Sélectionnez, s'il vous plaît, toutes les lignes des entrées ci-dessous qui contiennent le mot "cliff", puis recopiez-les. La casse compte.
↓
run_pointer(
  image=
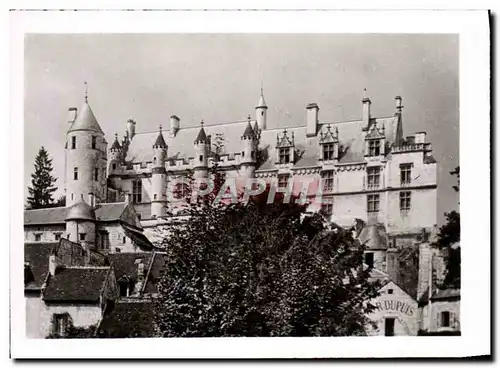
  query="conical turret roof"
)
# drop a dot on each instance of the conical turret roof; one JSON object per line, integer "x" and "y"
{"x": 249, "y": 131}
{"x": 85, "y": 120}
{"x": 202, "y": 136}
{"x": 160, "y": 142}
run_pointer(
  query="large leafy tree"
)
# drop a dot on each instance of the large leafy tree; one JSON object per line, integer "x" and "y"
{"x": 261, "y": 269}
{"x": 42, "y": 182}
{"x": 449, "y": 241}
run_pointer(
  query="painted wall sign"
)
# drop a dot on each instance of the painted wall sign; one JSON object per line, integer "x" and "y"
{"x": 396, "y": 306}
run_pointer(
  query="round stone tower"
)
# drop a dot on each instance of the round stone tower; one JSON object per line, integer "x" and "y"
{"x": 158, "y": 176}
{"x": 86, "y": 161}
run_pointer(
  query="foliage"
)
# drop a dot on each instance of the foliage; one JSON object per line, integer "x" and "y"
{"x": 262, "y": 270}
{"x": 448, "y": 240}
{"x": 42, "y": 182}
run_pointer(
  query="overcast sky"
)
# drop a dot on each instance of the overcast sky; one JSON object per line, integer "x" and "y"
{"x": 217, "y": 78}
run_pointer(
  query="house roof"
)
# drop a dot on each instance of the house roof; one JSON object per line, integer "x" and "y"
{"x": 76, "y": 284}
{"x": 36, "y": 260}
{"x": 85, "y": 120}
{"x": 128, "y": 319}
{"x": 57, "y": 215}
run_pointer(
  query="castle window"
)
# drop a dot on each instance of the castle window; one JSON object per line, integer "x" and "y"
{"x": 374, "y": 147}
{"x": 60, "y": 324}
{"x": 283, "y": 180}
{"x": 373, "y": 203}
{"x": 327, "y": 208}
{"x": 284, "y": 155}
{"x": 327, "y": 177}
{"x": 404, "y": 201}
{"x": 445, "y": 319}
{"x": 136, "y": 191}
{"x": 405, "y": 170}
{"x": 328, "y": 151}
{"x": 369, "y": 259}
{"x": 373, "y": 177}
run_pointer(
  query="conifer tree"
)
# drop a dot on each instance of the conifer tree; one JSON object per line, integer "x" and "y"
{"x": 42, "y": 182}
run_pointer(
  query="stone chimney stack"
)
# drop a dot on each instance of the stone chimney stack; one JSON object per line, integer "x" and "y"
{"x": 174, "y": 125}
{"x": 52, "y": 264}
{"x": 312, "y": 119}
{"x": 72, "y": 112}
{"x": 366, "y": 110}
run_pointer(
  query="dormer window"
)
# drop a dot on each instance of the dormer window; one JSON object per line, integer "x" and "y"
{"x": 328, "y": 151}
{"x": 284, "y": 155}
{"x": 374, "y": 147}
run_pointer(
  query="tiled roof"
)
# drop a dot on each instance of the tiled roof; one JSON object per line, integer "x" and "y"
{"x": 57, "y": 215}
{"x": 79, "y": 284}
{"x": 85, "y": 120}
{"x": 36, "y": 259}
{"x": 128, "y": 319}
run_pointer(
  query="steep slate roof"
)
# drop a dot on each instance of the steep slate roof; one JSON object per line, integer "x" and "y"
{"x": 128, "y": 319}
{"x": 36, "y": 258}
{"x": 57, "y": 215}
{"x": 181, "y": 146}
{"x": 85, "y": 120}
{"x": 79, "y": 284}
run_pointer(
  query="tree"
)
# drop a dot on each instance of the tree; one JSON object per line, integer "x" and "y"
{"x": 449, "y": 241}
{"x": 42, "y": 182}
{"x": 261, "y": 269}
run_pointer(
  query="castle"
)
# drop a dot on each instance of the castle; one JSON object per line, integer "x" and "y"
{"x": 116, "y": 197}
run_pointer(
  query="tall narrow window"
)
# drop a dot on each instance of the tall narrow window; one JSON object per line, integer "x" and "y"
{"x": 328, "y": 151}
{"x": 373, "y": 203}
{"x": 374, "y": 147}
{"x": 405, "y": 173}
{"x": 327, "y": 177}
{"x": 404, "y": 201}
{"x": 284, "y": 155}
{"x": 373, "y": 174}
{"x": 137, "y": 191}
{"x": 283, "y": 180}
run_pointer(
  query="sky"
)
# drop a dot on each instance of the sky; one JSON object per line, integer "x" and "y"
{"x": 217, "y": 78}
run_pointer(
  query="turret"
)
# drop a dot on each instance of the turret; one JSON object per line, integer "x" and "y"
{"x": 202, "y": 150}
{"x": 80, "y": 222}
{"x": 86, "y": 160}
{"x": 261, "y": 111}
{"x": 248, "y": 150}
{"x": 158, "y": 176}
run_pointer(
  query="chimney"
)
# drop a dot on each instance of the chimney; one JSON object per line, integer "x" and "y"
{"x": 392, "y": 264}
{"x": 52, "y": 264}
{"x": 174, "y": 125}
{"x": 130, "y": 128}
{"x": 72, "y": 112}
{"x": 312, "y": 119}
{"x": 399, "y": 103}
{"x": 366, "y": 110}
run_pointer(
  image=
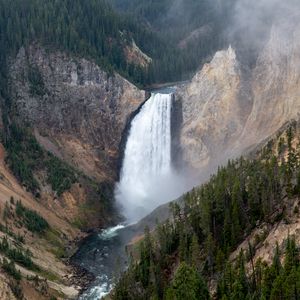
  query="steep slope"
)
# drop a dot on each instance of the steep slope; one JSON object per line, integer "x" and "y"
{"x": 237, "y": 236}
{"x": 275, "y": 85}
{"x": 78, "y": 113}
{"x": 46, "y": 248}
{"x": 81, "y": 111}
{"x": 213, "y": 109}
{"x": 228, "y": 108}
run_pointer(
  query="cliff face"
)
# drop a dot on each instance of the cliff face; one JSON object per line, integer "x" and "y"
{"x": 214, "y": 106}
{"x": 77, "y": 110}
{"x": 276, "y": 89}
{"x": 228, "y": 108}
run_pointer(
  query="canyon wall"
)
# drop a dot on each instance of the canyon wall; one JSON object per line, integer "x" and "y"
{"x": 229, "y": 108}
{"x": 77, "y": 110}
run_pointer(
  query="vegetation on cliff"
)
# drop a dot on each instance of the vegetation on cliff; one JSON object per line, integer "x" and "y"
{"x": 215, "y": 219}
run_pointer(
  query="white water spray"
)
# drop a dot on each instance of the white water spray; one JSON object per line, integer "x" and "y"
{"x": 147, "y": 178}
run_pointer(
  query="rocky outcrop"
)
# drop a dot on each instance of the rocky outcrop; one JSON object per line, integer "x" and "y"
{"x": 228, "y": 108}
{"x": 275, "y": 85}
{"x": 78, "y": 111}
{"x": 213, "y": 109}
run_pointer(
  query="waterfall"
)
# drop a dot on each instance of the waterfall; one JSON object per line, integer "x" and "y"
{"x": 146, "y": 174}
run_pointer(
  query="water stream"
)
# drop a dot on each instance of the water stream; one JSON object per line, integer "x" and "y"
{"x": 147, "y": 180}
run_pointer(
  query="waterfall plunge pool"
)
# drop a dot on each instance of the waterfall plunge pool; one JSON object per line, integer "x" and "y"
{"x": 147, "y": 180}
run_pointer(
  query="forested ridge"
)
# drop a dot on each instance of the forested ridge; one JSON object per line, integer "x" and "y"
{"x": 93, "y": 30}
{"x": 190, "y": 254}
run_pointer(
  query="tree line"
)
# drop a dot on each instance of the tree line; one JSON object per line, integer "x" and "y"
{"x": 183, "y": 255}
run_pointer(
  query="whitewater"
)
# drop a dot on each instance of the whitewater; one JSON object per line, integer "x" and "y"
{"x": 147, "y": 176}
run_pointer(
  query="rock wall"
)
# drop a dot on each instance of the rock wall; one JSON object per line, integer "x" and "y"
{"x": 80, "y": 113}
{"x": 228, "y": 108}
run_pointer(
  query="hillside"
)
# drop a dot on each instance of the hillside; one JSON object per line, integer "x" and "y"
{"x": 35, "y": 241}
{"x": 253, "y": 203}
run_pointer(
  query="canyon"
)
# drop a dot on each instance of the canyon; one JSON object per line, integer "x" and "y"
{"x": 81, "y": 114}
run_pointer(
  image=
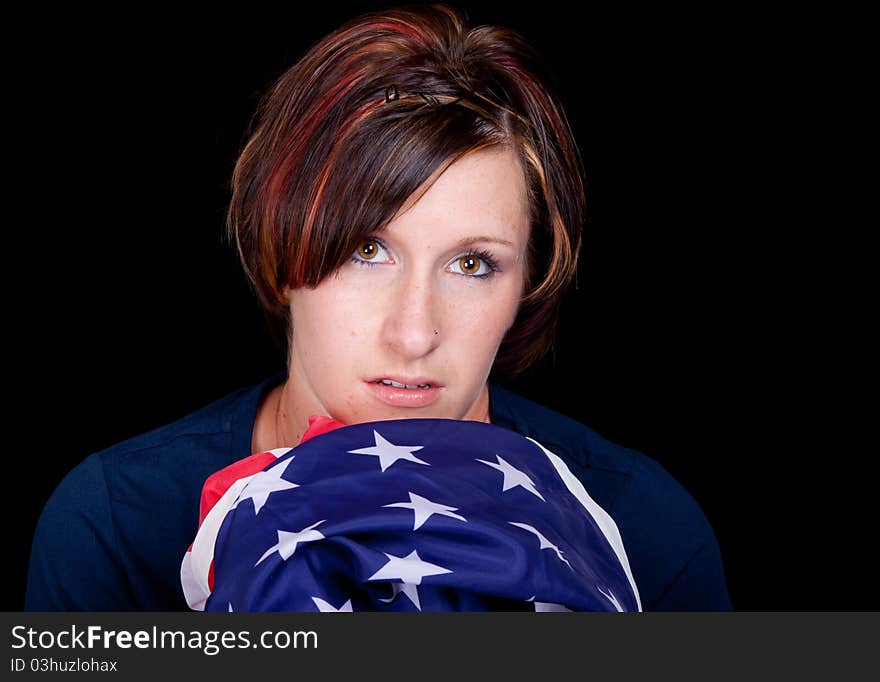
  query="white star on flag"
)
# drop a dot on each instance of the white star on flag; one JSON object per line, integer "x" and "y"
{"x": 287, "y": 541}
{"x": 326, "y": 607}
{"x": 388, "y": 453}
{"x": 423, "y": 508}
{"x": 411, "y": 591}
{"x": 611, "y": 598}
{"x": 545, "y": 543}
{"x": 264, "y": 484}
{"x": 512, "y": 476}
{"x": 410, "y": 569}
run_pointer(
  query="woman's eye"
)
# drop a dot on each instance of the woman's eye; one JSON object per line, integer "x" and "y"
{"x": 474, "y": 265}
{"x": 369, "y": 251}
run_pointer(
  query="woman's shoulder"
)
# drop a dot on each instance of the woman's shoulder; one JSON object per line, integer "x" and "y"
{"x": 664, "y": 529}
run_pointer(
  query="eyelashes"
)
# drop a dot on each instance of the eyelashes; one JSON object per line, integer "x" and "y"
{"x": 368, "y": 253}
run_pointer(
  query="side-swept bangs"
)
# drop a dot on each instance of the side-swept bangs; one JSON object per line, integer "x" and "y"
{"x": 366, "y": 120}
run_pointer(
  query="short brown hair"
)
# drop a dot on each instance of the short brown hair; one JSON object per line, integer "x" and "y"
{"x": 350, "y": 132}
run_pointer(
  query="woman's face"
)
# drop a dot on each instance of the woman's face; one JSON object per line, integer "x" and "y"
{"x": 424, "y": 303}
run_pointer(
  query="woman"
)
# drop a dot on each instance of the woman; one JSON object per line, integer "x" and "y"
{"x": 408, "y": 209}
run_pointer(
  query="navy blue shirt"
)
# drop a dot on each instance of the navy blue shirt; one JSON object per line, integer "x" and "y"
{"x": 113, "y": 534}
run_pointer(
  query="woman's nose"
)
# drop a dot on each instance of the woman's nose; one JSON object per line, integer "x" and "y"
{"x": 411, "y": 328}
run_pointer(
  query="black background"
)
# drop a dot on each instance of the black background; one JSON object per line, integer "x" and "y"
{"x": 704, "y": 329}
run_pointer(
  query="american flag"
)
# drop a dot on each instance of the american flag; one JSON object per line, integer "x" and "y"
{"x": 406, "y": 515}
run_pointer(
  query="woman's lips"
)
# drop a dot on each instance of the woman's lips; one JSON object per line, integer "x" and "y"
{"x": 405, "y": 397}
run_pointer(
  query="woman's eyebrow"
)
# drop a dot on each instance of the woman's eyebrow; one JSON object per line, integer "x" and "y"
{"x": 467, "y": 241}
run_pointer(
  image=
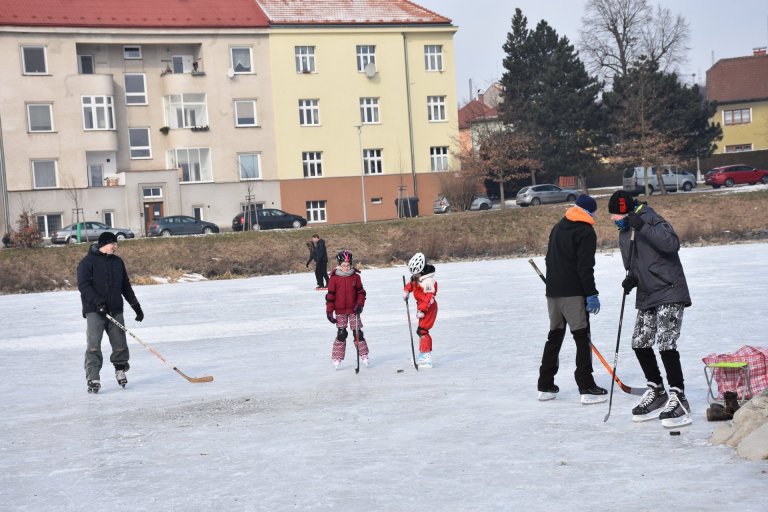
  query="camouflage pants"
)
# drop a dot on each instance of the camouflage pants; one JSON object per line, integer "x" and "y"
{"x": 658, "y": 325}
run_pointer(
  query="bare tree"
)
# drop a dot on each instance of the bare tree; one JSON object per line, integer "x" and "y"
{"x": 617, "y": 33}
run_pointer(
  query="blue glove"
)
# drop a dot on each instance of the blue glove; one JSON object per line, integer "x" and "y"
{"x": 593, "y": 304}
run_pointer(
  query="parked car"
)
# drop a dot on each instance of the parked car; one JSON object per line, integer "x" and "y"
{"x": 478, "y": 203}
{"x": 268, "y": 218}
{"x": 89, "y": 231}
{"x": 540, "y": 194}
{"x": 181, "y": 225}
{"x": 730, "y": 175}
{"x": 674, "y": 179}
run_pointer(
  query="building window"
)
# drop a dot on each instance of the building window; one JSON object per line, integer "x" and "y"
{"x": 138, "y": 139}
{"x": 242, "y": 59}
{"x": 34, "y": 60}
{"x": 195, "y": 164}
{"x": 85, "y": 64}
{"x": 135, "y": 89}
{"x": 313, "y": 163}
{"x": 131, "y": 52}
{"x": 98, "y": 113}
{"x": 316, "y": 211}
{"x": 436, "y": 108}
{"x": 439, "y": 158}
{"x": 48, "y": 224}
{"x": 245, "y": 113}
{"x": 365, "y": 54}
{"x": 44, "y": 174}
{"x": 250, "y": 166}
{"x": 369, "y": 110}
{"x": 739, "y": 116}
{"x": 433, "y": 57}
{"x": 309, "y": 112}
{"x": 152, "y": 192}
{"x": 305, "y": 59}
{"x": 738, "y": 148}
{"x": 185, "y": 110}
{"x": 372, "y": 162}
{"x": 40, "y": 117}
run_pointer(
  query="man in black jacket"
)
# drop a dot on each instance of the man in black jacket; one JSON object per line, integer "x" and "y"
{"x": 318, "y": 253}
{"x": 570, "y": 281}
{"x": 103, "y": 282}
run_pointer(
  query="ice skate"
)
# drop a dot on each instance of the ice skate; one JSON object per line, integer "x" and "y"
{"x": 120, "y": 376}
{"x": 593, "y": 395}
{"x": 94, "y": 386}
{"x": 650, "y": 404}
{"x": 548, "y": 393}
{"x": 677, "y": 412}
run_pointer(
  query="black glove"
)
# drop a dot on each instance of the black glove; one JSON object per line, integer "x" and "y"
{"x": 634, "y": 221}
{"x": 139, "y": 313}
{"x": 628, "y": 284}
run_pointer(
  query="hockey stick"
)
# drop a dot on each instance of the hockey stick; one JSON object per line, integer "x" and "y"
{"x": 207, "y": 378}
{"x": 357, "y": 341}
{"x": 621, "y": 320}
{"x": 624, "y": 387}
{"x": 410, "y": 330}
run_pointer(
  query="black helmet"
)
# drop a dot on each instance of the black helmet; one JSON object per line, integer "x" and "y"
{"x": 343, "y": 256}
↑
_Solution proposée_.
  query="cliff face"
# drop a dot on each instance of the cliff face; one JSON object per line, integer "x" and "y"
  query="vegetation on cliff"
# drop a dot on each instance of the vegetation on cliff; one JSON object per line, integer "x" and "y"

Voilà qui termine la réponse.